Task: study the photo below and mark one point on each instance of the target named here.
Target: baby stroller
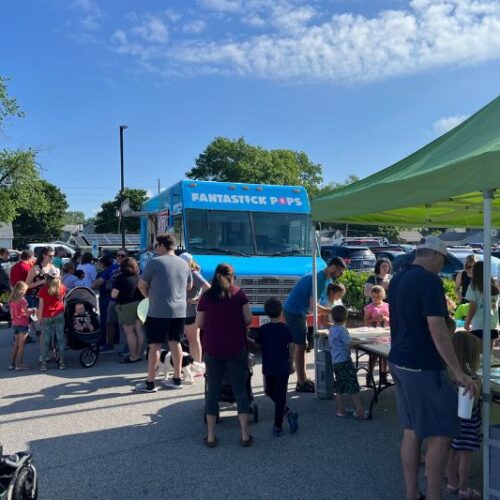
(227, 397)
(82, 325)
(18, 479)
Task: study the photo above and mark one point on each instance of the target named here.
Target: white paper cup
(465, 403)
+ + +
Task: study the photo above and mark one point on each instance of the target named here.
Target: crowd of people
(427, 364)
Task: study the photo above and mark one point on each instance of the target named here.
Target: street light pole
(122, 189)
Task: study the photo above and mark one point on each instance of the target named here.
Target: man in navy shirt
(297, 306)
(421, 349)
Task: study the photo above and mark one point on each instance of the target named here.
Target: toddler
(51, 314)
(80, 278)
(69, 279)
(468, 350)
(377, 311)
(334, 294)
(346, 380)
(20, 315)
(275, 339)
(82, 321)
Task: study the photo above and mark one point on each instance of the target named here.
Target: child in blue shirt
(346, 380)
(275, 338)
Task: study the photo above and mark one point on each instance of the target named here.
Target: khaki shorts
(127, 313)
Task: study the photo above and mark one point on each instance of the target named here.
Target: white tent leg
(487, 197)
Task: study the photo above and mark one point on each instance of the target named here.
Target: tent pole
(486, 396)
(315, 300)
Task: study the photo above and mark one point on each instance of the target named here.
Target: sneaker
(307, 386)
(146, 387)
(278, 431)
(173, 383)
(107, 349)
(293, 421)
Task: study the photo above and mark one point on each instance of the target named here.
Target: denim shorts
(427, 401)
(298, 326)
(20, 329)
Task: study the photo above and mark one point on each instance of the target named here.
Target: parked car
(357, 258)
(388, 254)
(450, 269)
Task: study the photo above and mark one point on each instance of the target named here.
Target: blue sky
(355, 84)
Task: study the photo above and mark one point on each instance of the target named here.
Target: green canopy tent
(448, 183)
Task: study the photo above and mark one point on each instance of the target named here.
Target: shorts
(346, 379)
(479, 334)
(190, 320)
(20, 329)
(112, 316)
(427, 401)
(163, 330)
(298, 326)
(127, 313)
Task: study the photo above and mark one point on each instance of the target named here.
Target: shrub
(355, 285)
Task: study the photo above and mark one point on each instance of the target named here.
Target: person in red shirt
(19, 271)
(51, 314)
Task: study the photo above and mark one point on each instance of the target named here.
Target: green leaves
+ + +
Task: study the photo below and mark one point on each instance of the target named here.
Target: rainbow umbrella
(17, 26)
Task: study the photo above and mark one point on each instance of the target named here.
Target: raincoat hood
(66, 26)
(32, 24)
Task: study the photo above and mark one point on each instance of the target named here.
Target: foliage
+ + +
### Your task
Restate word for word only the lines above from the line containing "Target: raincoat hood" to the line containing "Target: foliage", both of them included.

### Response to the task
Target: raincoat hood
(66, 26)
(32, 24)
Task: study the photo above and mark one point on each instance of the target named here.
Target: foliage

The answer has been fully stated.